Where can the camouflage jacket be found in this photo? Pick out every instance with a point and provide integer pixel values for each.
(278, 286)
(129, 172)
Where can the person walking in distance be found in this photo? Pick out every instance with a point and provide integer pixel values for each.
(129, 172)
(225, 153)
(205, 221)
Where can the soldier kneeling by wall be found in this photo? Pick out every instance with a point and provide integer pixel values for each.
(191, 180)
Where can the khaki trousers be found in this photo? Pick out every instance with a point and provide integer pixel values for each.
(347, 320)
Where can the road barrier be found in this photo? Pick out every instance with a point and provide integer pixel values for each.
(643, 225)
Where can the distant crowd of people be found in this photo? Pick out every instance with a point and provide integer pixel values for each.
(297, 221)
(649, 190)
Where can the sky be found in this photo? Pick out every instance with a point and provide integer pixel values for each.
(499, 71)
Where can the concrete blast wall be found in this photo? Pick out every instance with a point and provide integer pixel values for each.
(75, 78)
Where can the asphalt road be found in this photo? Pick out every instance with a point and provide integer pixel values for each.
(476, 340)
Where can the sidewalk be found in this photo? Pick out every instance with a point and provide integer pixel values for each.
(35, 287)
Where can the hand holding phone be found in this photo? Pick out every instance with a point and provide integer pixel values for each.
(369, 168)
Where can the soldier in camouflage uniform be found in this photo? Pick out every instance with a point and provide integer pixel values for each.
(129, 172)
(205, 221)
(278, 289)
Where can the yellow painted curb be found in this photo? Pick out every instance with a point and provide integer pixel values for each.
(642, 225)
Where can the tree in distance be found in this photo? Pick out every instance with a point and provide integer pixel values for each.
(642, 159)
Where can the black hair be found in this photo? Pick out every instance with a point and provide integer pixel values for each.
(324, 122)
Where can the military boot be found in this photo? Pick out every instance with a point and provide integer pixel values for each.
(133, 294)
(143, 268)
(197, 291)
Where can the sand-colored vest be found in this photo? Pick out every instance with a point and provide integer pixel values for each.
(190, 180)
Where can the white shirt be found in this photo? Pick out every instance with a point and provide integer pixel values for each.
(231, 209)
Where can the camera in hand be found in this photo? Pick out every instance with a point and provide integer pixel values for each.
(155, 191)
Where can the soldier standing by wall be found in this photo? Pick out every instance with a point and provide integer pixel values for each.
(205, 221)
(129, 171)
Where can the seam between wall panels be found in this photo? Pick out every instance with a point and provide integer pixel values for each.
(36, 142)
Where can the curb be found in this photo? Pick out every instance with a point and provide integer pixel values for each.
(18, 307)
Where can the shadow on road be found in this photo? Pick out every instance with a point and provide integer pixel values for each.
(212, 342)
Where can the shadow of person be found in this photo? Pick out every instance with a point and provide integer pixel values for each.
════════════════
_Exercise_:
Your reply should be all of the data, returned exactly.

_Response to this exercise_:
Where can the camouflage jacket be found in this photo? Pick out every instance with a point and provide integer pixel values for each.
(278, 286)
(129, 172)
Where can the person walking in distance be found in this photo? Pick out every instance with a point and provide integer pixel values for each.
(129, 172)
(225, 153)
(205, 221)
Where can the soldier kneeling by wall be found in this photo? Pick out every instance with a point and provide integer pixel values for each.
(191, 180)
Where can the khaki trousers be found in this photo? Pick out every instance with a point and provide integer pixel values for each.
(347, 320)
Where can the road barrier be found in this photo? Pick out every instance with a point and provide integer pixel values for each.
(643, 225)
Where can the distant crowd of people be found in this photo? Pick out every instance with a point and provide integer pixel values for each.
(297, 221)
(649, 190)
Where can the sky be found in this photo? Pick out every instance with a point and provide integer pixel values for each.
(499, 71)
Where can the concrete blast wall be found in this photo? Pick out every instance with a point and provide integer pixel values for each.
(75, 78)
Where can the asphalt road be found in this photo? Pick out every instance with a point and provide integer pixel values for each.
(476, 340)
Where can the sidewalk be found in this photo? Pick out every instance with a point and provide integer pixel values for each.
(35, 287)
Where can the hand holding phone be found in this photo? Pick out every instance with a point and provide integer pixel values for each.
(369, 168)
Where can the soldier in camouflage uniform be found in this photo? Pick out every instance with a point and provide integer pixel values for each.
(129, 172)
(205, 221)
(278, 289)
Where can the yellow painted curb be found in this photo? Pick out every instance with a point and provide integer pixel values for each.
(642, 225)
Where can the tree in distance be found in this photo? Pick out every instance with a point and provide integer pixel values for each.
(642, 159)
Where can the black hair be found in this photo? Pick out every instance with a point and provide integer pixel values for each.
(324, 122)
Where can the military boot be found in this photo? Pick out every instance with a point and provide integer pixel values for each.
(133, 294)
(143, 268)
(197, 291)
Where can the sand-colored vest be found in this photo? Pick out every instance with a point and provide integer pixel values for each.
(190, 180)
Where can the white shirt be found in this photo? Pick out every instance with a point and provide integer pixel values for each.
(231, 209)
Where can the camera in hand be found in this photo? Pick out every instance with a point and provide integer pixel values for each.
(155, 191)
Where can the soldier standing by wall be found in this photo? Pick out every instance with a point and provide integer pixel values for each.
(205, 221)
(129, 171)
Where can the seam between wall panels be found in this photo? Pick out every instance with a point and provide integer pixel values for each.
(36, 142)
Where can the curb be found in this photo? Pick out every instance with a point and provide integer pixel values for each.
(18, 307)
Where can the shadow on road be found in this photo? Pick out every instance with a point and provide integer pixel values for each.
(212, 342)
Where can the shadow of person be found in this photo? Pick out every instance with a point and provide integer pixel values for each.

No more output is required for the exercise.